WORK TO COMPLETE
- a) According to the decision tree article, why is the algorithm very useful? Answer in one to three sentences.
- b) In the decision tree article, what do leaf nodes represent?
- c) Continue the decision tree article from its final sentence.

DOCUMENT TEXT
□ □ □
I hope you’re having a good time learning about machine learning. Welcome to part 2 of ML algorithm series where I’ll be discussing one of the most famous and conceptual algorithm known as the Decision Tree Algorithm.
Decision Tree is a fairly basic term. Imagine a tree which has a lot of branches just like the one in the figure. You are sitting on the top and wish to come down. The only catch is that if you reach a branch having no ends, you have to jump down from there. As you progress down you decide on which branch to choose at each level by taking the help of some deciding factors that you decide upon. This is the fundamental of a decision tree.
Every branch has a subsequent YES branch and a NO branch and you have to choose which one to jump on. Let’s call all the branches as NODES and the branches that have no other sub branches as LEAF NODES.
LEAF nodes represent labels i.e. the final result derived from our traversal of the tree.
A decision tree works on how you place the nodes in the tree, which node is given a higher priority and what all nodes satisfy the conditions required. There are 2 popular methods of deciding priority for node named Information Gain and the Gini index which will be discussed in a special article with all the mathematical expressions for the same.
Here’s an example for buying a car. Here we select a few features like Road Tested, Mileage etc. to determine whether the car is good for buying or not and assign each of them a priority.
This is the basic logic behind Decision Tree. This algorithm is very useful as it is the basic foundation of all our decision making and also helps in generating new algorithms like Random Forest Classifier by following the same fundamental rules.
□ □ □
Coordinate annotation records:
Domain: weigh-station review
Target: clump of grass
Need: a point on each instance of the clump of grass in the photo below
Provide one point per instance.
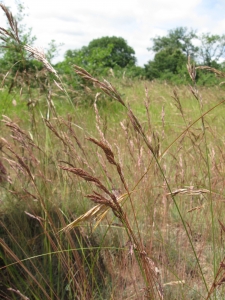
(115, 208)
□ □ □
ANSWER LIST
- a) The algorithm is very useful because it is the basic foundation of all our decision making. It also helps in generating new algorithms, such as the Random Forest Classifier, by following the same fundamental rules.

- b) Leaf nodes represent labels, the final result derived from traversing the tree.

- c)
Now, let us try to implement this algorithm on a given dataset. Please note that implementation does not require the mathematical aspect of this algorithm.
Lets import all the neccesary modules in our iPython Notebook file!
import numpy as np import pandas as pd from sklearn.cross_validation import train_test_split from sklearn.tree import DecisionTreeClassifier from sklearn.neighbors import NearestNeighbors from sklearn.metrics import accuracy_score from sklearn import tree
Now, we import out dataset into the notebook. The dataset we are using is the Balance Scale dataset which can is available at
https://archive.ics.uci.edu/ml/machine-learning-databases/balance-scale/balance-scale.data (just download the balance-scale.data file from the Data Folder and rename it to DecisionTree.data.txt).
NOTE-Open the DecisionTree.data.txt in a text editor and add the line “Label,A,B,C,D” (without the quotes) at the beginning of the file. This will work as the headlines for the different columns!
Each example is classified as having the balance scale tip to the right, tip to the left, or be balanced. The attributes are the left weight(A), the left distance(B), the right weight(C), and the right distance(D).
After importing,we separate out the features and the labels of our data.We store the features in a numpy array(balance_data.values gives us the data in a numpy array form) and name it X and the labels are stored in another numpy array labelled y.
X=balance_data.values[:,1:5] #This is known as numpy array splitting! y=balance_data.values[:,0]
We use the method of Cross Validation under the sklearn module to split our data into two parts i.e. the training part on which our model will be trained and the testing part where our model would be checked for accuracy.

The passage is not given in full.